Entries from a dataset

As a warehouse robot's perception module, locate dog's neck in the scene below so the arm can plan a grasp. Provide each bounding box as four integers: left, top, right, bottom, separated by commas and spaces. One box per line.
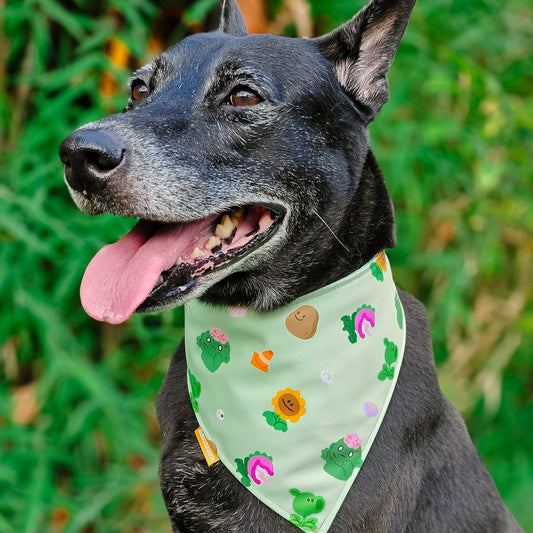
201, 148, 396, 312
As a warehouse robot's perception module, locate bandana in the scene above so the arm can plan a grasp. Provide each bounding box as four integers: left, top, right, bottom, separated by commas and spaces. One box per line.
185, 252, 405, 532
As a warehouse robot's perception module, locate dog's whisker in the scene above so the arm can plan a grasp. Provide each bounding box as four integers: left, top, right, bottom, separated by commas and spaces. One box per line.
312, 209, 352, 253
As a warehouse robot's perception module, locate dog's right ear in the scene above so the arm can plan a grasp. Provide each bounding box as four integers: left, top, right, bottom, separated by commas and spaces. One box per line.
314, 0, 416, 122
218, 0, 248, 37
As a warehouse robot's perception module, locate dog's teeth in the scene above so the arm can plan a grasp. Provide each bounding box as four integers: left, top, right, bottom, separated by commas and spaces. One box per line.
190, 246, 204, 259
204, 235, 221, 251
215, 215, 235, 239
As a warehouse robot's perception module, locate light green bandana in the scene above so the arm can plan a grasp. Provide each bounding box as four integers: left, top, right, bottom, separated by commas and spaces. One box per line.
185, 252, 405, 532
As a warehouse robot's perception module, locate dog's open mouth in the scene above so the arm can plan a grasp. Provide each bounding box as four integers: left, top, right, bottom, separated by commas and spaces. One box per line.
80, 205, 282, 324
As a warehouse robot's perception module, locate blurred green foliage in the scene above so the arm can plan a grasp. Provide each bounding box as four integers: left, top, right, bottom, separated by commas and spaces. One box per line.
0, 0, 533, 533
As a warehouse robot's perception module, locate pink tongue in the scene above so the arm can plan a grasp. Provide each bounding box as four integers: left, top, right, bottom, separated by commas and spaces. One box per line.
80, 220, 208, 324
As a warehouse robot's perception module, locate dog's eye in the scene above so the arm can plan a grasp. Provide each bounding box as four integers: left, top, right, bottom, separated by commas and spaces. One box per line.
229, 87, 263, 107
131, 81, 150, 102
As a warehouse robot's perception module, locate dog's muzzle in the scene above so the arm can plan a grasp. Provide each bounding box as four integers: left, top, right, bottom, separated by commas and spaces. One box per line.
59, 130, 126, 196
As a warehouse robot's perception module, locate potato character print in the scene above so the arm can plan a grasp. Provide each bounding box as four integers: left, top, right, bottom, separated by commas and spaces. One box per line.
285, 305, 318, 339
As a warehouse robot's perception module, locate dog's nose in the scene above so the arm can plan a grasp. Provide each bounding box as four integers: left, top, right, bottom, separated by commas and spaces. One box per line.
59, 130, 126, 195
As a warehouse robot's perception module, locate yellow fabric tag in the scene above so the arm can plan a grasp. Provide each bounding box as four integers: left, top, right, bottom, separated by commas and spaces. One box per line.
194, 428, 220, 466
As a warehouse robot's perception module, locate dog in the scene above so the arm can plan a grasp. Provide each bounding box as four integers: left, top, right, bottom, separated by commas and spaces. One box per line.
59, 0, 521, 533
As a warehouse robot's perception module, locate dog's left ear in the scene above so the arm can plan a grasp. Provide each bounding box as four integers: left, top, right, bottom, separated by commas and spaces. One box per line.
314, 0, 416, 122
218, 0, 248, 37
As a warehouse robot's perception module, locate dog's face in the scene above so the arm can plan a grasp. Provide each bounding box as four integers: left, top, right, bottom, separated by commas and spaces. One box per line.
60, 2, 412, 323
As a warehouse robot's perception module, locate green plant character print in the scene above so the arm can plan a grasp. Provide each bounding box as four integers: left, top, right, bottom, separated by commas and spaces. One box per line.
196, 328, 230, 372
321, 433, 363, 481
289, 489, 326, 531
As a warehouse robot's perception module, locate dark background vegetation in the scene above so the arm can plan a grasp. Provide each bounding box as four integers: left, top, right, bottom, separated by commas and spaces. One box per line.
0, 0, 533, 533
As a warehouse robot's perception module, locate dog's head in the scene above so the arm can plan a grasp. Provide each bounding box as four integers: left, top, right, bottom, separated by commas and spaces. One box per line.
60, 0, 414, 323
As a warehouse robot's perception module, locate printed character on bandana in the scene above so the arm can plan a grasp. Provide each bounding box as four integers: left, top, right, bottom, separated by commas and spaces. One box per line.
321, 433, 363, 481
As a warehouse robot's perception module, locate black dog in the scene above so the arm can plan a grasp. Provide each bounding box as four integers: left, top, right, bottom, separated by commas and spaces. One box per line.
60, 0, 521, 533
==
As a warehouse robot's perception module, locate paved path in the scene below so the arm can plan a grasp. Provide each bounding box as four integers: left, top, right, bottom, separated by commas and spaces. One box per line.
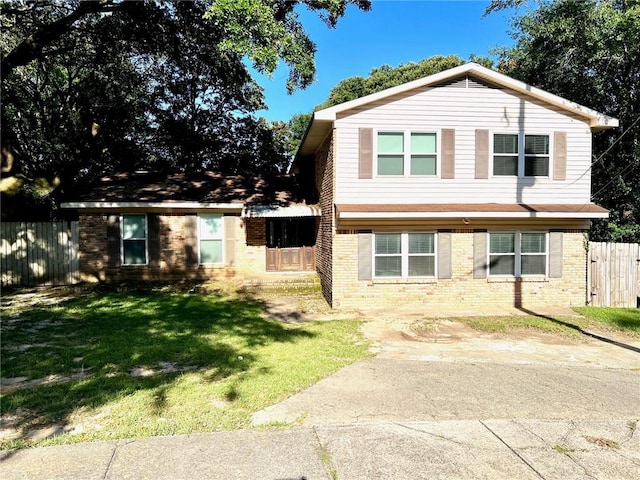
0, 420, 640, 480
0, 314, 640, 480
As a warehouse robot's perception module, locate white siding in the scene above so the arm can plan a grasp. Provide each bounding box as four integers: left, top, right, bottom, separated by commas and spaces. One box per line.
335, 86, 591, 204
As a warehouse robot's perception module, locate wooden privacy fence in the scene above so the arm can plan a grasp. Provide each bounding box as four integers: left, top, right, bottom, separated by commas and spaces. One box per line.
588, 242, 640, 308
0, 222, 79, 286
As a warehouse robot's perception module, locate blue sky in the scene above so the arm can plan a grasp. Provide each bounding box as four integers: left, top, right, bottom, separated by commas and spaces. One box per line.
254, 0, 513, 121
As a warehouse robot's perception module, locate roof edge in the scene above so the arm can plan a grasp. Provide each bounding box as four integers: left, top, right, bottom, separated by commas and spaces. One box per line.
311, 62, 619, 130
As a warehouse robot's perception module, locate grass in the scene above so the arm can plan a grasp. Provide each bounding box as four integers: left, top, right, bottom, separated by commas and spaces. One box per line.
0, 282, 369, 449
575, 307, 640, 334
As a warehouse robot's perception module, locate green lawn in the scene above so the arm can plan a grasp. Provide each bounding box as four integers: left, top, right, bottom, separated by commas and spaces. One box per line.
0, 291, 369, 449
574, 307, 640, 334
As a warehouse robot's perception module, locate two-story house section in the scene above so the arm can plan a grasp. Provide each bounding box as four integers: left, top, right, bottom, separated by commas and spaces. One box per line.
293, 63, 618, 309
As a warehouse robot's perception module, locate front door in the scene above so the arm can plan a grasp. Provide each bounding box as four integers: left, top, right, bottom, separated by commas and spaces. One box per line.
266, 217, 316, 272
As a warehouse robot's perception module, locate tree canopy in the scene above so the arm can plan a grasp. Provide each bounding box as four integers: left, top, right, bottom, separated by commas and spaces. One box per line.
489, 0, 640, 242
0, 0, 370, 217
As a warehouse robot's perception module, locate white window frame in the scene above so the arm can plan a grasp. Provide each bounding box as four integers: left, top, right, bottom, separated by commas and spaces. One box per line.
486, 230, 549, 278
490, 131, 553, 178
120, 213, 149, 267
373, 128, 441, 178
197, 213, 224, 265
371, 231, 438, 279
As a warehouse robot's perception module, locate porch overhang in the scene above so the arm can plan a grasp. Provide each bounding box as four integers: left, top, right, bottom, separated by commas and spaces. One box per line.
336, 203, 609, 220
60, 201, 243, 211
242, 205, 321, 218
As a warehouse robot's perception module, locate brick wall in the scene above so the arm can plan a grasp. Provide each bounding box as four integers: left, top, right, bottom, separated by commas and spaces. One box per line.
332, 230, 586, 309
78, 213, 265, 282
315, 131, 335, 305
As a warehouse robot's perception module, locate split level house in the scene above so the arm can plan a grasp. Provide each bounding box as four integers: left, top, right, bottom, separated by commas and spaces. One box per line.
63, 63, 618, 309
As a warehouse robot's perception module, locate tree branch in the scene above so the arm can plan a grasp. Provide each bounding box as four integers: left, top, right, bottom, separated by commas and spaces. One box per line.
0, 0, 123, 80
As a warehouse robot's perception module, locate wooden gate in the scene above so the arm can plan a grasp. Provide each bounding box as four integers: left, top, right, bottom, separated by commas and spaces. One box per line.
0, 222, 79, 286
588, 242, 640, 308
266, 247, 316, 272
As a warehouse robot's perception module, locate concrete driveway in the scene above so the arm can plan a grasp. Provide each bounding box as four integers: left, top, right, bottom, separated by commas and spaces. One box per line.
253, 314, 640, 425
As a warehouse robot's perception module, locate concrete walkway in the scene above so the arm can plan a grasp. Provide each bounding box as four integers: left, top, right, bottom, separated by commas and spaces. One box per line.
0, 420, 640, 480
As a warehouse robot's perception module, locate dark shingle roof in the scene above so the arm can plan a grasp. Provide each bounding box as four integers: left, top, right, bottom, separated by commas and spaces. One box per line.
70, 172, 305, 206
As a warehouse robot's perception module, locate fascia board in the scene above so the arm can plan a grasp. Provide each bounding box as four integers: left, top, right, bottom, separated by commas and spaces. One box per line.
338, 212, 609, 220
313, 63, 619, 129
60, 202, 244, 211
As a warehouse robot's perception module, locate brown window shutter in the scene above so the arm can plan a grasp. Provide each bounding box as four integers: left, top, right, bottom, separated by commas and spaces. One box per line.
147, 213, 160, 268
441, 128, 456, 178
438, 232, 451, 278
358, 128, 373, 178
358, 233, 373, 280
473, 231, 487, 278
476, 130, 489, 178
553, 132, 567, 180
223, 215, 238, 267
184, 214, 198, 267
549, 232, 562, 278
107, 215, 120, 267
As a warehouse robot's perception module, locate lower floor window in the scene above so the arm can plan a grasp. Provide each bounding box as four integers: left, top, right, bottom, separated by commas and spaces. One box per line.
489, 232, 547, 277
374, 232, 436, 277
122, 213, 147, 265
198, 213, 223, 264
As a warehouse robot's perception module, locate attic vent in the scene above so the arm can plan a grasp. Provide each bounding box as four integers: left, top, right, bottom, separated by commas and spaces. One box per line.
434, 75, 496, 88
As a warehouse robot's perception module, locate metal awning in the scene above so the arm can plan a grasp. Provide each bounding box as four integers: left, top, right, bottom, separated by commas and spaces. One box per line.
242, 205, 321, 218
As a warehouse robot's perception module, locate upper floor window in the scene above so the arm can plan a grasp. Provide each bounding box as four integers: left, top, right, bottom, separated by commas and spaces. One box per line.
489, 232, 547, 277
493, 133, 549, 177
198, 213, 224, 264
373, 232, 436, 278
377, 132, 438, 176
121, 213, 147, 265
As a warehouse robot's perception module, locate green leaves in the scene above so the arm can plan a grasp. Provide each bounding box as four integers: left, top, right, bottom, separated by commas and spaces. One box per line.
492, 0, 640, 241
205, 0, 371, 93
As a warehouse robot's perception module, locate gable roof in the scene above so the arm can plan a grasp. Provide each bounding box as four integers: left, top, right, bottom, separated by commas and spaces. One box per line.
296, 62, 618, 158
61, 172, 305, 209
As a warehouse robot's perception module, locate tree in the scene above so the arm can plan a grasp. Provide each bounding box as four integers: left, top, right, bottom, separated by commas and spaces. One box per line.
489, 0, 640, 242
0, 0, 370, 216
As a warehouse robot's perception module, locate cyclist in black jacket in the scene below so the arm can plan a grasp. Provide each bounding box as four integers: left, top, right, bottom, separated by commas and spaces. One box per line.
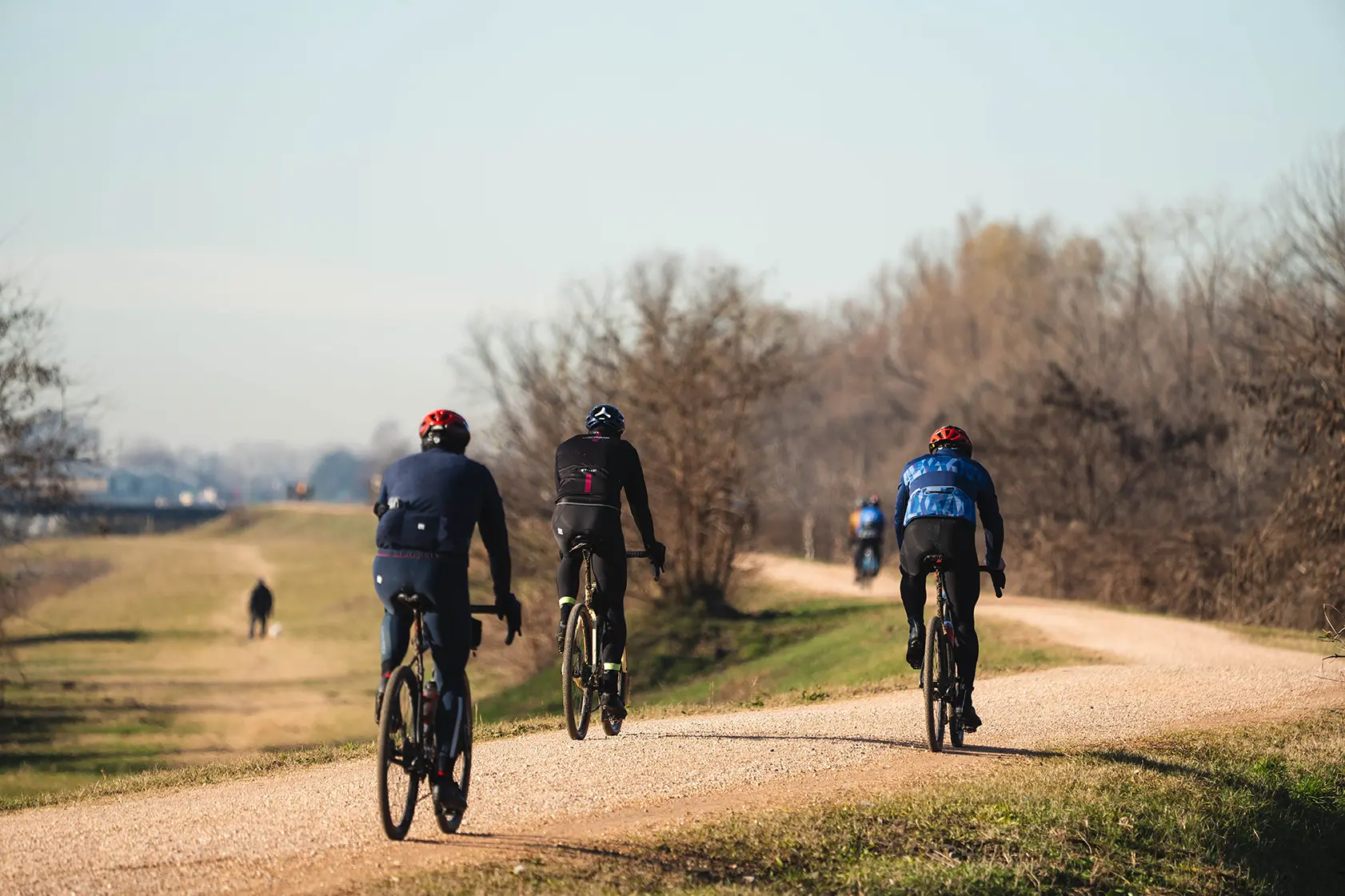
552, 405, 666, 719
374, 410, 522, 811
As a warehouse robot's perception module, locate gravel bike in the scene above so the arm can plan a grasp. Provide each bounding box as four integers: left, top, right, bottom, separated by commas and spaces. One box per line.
---
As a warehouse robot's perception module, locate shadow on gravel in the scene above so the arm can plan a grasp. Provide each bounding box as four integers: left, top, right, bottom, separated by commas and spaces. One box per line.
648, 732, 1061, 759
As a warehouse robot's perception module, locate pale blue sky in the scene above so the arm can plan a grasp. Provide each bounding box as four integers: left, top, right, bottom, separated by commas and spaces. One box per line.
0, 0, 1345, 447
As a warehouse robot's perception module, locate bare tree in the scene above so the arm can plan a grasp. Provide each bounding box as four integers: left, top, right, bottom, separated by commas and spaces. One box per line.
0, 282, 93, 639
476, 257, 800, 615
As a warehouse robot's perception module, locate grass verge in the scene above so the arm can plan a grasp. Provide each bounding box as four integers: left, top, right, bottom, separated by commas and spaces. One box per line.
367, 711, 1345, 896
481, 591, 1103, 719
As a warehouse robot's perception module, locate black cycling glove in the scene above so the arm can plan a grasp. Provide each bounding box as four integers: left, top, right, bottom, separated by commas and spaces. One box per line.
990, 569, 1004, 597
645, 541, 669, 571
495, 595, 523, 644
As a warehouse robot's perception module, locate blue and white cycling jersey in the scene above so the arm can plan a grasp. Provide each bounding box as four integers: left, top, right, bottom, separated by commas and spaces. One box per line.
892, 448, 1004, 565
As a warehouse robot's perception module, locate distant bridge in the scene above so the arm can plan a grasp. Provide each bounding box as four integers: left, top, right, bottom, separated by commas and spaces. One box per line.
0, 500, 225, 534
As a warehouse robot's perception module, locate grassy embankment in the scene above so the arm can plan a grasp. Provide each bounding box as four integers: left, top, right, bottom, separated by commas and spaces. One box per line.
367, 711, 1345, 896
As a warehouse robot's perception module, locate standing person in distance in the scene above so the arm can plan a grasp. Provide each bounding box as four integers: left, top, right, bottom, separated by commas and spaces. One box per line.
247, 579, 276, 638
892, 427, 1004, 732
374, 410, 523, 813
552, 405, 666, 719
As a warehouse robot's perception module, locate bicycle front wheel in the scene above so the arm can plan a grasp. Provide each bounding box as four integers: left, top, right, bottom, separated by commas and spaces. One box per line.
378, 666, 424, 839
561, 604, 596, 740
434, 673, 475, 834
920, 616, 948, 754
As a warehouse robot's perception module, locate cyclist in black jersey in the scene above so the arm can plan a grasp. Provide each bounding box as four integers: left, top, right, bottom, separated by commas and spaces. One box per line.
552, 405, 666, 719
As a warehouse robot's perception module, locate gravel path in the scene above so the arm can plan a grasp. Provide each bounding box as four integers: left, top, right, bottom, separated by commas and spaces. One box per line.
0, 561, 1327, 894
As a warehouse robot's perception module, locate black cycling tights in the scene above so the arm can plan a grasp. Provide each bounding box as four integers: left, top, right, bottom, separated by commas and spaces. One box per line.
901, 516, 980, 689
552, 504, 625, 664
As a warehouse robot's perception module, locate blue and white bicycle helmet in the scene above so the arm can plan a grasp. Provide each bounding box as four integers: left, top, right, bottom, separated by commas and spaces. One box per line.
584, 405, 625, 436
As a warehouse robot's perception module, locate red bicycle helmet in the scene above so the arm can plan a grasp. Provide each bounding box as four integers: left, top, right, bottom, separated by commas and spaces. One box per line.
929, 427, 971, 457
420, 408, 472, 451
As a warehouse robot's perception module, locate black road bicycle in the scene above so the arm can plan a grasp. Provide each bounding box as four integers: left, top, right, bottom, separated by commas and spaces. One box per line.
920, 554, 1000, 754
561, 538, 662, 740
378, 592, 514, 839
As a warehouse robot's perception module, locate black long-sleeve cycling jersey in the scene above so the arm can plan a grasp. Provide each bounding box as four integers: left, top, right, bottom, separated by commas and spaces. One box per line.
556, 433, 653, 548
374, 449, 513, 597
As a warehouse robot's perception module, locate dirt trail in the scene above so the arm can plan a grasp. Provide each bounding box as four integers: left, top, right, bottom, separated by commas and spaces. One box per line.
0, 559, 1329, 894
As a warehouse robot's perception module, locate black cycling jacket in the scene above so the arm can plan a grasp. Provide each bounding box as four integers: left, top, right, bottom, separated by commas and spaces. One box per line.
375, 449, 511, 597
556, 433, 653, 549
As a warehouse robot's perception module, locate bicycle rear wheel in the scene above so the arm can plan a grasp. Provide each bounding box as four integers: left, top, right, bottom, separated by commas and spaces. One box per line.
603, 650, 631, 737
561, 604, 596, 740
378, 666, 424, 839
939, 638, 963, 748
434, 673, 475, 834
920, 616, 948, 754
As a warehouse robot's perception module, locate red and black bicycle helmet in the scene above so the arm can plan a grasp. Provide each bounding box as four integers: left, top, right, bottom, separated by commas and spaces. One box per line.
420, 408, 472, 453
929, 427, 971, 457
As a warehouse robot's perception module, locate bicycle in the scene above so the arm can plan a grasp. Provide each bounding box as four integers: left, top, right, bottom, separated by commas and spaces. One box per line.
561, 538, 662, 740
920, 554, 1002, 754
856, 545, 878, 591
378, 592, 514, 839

### WHAT TO WORK ON
Arrange the lines of the entries starting at the line containing "As a warehouse robot's perception module, locate grassy" and ending at the line containing "584, 405, 625, 436" as a JSON list of strings, with one string per line and blank lines omitted.

### SOLVED PROBLEM
[
  "As a warehouse robot's perception module, locate grassy embankment in the scene above so the arm can plan a grasp. Provide each bounding box as four integers: left, top, right, bottom, separated by commas and spaces. One box per line.",
  "367, 711, 1345, 896",
  "As a warehouse robot's perception module, locate standing person in distance in the scene above so the arm can plan a grasp. Provide each bounding box as four integers: left, top, right, bottom, separated by commas and spaces. One box per line.",
  "247, 579, 276, 638",
  "892, 427, 1004, 732",
  "374, 410, 523, 813",
  "552, 405, 666, 719",
  "As a warehouse robot's perception module, locate bicycle front wheel in the scene above so the arm can plan a grasp. Provide each bounding box as four integers: left, top, right, bottom, separated by commas and spaces. One box per line.",
  "378, 666, 424, 839",
  "561, 604, 596, 740",
  "434, 673, 475, 834",
  "920, 616, 948, 754",
  "As a warehouse robot's perception module, locate cyclist in black jersey in the scene above so the arm can plan a grasp. Provide each bounding box as four integers: left, top, right, bottom, separated by commas and spaces. One box per line.",
  "552, 405, 666, 719",
  "As a warehouse robot's perception module, locate gravel path in the scene above so the arm can plan a grasp. Provide each bounding box as four integers: left, top, right, bottom, separated by commas and spaces. One box per line.",
  "0, 561, 1327, 894",
  "As a warehouse robot's perception module, locate black cycling tights in the scene above so the arm can plan a grasp. Provide each bounding box as four integers: left, top, right, bottom, separated by commas and spaces. One box per line.",
  "901, 516, 980, 689",
  "552, 504, 625, 664",
  "As a warehouse robot's perception module, locate blue and white bicycle helmet in the scene above so the arm can plan a grasp. Provide each bounding box as four integers: left, top, right, bottom, separated by commas and spaces. One box per line.",
  "584, 405, 625, 436"
]